Problem requirements >>
Look for "Please put a point on each instance of the pink spot" in the records below, then copy that line and every line after it, exactly and with nothing added.

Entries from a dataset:
╔══
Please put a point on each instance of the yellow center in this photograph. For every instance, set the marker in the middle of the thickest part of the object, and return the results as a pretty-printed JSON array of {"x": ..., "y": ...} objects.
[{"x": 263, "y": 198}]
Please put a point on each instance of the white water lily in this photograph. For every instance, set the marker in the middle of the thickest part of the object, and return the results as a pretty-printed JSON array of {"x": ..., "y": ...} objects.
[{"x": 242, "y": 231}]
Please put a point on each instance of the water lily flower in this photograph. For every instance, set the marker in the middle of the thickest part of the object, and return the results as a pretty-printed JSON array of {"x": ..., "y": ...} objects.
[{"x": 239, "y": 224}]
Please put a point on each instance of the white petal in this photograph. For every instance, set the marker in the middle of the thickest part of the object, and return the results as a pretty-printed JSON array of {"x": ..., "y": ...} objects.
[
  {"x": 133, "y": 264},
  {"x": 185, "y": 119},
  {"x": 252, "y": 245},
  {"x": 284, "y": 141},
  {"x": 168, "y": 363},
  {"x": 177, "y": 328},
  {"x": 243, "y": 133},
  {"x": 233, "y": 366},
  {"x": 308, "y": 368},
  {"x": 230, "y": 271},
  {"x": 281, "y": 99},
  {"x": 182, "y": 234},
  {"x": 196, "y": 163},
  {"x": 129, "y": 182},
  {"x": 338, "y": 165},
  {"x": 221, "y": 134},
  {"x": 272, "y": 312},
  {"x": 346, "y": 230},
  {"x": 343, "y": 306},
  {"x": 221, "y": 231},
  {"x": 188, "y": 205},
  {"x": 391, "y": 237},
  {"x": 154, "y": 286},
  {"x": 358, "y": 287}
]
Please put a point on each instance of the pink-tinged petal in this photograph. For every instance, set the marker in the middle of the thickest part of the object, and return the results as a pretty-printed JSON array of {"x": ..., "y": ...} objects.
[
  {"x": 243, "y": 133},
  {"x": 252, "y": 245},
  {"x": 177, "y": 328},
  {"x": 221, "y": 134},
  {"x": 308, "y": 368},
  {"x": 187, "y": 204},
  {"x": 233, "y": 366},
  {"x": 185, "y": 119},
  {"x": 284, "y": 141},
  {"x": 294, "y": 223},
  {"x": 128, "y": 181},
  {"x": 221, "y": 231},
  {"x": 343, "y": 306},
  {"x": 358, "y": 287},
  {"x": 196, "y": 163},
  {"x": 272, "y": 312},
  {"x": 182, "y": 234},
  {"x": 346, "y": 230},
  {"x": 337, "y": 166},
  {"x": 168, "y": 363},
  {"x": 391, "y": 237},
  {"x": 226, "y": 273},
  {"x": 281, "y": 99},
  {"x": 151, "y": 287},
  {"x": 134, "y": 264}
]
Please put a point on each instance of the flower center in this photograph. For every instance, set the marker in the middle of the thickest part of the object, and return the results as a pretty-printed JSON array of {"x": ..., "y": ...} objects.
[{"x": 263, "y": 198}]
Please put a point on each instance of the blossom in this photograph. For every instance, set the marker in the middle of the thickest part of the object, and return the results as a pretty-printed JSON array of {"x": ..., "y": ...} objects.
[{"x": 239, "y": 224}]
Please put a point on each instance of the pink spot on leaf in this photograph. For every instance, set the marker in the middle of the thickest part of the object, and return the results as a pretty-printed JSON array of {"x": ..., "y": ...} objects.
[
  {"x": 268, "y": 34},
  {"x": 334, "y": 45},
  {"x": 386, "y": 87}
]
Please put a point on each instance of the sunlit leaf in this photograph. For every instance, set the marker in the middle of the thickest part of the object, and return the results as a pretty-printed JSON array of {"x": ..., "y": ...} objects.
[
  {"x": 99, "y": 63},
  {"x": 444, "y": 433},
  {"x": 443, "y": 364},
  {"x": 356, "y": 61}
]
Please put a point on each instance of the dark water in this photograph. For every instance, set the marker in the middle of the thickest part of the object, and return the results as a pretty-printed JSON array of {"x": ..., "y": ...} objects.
╚══
Answer to this task >>
Please put a point on each instance of the pink spot on leaf in this photograph. For every instance, set the marker in the middle of the thickest part of the object, and return the results as a pretty-printed JSON array of {"x": ..., "y": ...} objects.
[
  {"x": 268, "y": 34},
  {"x": 334, "y": 45},
  {"x": 386, "y": 87}
]
Please put a point on each instance of the sunlit leaf in this photograph. For every instance, set the marker in the middle of the thickest part of the object, and return the results as a pretty-printed JSON array of {"x": ..., "y": ...} objects.
[
  {"x": 99, "y": 63},
  {"x": 444, "y": 433},
  {"x": 443, "y": 364},
  {"x": 356, "y": 61}
]
Please put a point on each instance of the dark water in this photograph. For every instance, set the marker in the middle of the thickest part of the object, and return the results as a pretty-printed JSON array of {"x": ..., "y": ...} objects.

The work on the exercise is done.